→ **EXERCISE INSTRUCTIONS**
Can you repeat the data below with every "pretty-printed" swapped for "indented" and nothing else changed? Omit the pictures.

→ **TASK DATA**
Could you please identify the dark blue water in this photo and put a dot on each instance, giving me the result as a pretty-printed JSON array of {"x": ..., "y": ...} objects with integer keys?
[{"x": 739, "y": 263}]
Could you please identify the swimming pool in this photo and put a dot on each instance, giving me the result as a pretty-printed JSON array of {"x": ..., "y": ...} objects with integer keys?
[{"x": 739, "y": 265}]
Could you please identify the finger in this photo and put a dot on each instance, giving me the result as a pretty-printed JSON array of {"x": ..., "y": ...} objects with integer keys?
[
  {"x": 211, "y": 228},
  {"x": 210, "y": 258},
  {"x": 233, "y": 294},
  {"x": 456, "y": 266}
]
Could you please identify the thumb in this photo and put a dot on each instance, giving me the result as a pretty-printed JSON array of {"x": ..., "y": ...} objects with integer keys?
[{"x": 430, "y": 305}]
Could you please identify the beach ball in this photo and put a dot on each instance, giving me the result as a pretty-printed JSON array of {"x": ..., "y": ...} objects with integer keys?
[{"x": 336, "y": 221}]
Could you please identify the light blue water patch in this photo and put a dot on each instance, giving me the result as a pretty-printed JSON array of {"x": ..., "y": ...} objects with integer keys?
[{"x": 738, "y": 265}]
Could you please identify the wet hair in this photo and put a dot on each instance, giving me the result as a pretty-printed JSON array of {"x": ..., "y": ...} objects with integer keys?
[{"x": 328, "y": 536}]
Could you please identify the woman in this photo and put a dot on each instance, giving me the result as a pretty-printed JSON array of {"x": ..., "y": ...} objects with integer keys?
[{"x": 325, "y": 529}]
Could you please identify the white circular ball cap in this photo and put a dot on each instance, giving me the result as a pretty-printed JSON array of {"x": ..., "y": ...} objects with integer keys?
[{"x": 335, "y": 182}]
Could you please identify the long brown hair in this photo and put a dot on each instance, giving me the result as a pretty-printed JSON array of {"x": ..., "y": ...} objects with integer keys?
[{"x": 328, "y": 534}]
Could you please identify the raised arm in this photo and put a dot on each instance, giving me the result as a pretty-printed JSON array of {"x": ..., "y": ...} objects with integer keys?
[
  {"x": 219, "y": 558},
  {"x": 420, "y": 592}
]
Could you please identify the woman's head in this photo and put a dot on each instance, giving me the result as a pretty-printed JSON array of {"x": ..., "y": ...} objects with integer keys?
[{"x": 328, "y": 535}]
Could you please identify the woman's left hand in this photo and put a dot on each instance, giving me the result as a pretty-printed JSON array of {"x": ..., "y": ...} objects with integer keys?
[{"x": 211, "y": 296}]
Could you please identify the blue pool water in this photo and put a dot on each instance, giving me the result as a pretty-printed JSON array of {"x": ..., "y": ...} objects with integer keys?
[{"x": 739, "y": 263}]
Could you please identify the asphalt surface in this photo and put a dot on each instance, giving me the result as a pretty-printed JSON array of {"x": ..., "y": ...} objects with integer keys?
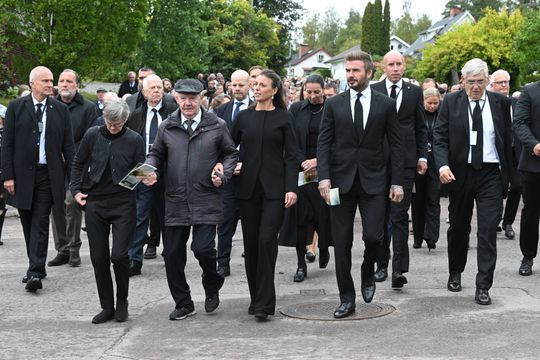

→ **ANSWER IN FULL**
Could you please identify the dark blue water in this photo and put a dot on each instance, giving me the result as a indented JSON array of {"x": ..., "y": ...} objects with integer keys?
[{"x": 739, "y": 263}]
Could you please identify the swimming pool in this photo and put a dot on each instance, giving me the result as a indented JSON array of {"x": ..., "y": ...} objects with integer keys?
[{"x": 739, "y": 265}]
Could you please identify the finger in this photo and put a dot on each instance, giving me the result as a indented JSON array of {"x": ..., "y": ...} objects with integer keys?
[
  {"x": 211, "y": 228},
  {"x": 210, "y": 258},
  {"x": 233, "y": 294},
  {"x": 456, "y": 266}
]
Could you please identify the thumb in this photo and put a dot on each instance, giving me the result as a indented JSON array of {"x": ..., "y": ...} objects with integer keys?
[{"x": 430, "y": 305}]
Could you please identify the beach ball in this photo and put a dot on each instance, giving me the result as a indented JSON array of {"x": ..., "y": ...} objects with integer keys?
[{"x": 336, "y": 221}]
Could you please identify the light blue water patch in this photo and put a dot on each instance, giving me the result as a indented JSON array of {"x": ..., "y": ...} objects with integer keys?
[{"x": 738, "y": 265}]
Could you please identify the wet hair in this photo and put a dot on each instance, giving me the result as a indented JSON array of {"x": ..., "y": ...} objects with integer keys?
[{"x": 328, "y": 536}]
Could you please identify the woman in this photo and put a dot on each instance, giving me the result as a indented JSON array of {"x": ..., "y": ...} objects with integer keys?
[{"x": 325, "y": 529}]
Could you please identify the white circular ball cap in this photo and put a dot on each instance, giving me the result as a indented JSON array of {"x": ..., "y": ...} objects with integer keys?
[{"x": 335, "y": 182}]
Could you please identify the long brown hair in this photo and put a dot on each instance, giving me the result as a indented JSON array of {"x": ..., "y": ...} objects with integer keys?
[{"x": 328, "y": 534}]
Could you please identify the raised arm in this photo and put a dot on each instance, giving me the result as a indented JSON array of {"x": ..., "y": ...} objects with integer keys?
[
  {"x": 219, "y": 558},
  {"x": 420, "y": 592}
]
Could you please identify the woman's head in this photo and put a dot on each instance, giving me the result as a indented JSON array of {"x": ..., "y": ...} objects with integer keys?
[{"x": 328, "y": 535}]
Could you please identify the woman's left hand in this photo and put a dot on each instance, giving me the result as a indented JSON array of {"x": ..., "y": ...} objects with integer keys?
[{"x": 211, "y": 296}]
Could you please identify the blue pool water in this photo and put a dot on each instance, giving me the result as a indented JSON array of {"x": ..., "y": ...} objects with integer keys?
[{"x": 739, "y": 263}]
Could you please identify the asphalt surface in this photo and put a dot on each instance, giving me the result as a indented JSON array of {"x": ..., "y": ...} objects with integer keys?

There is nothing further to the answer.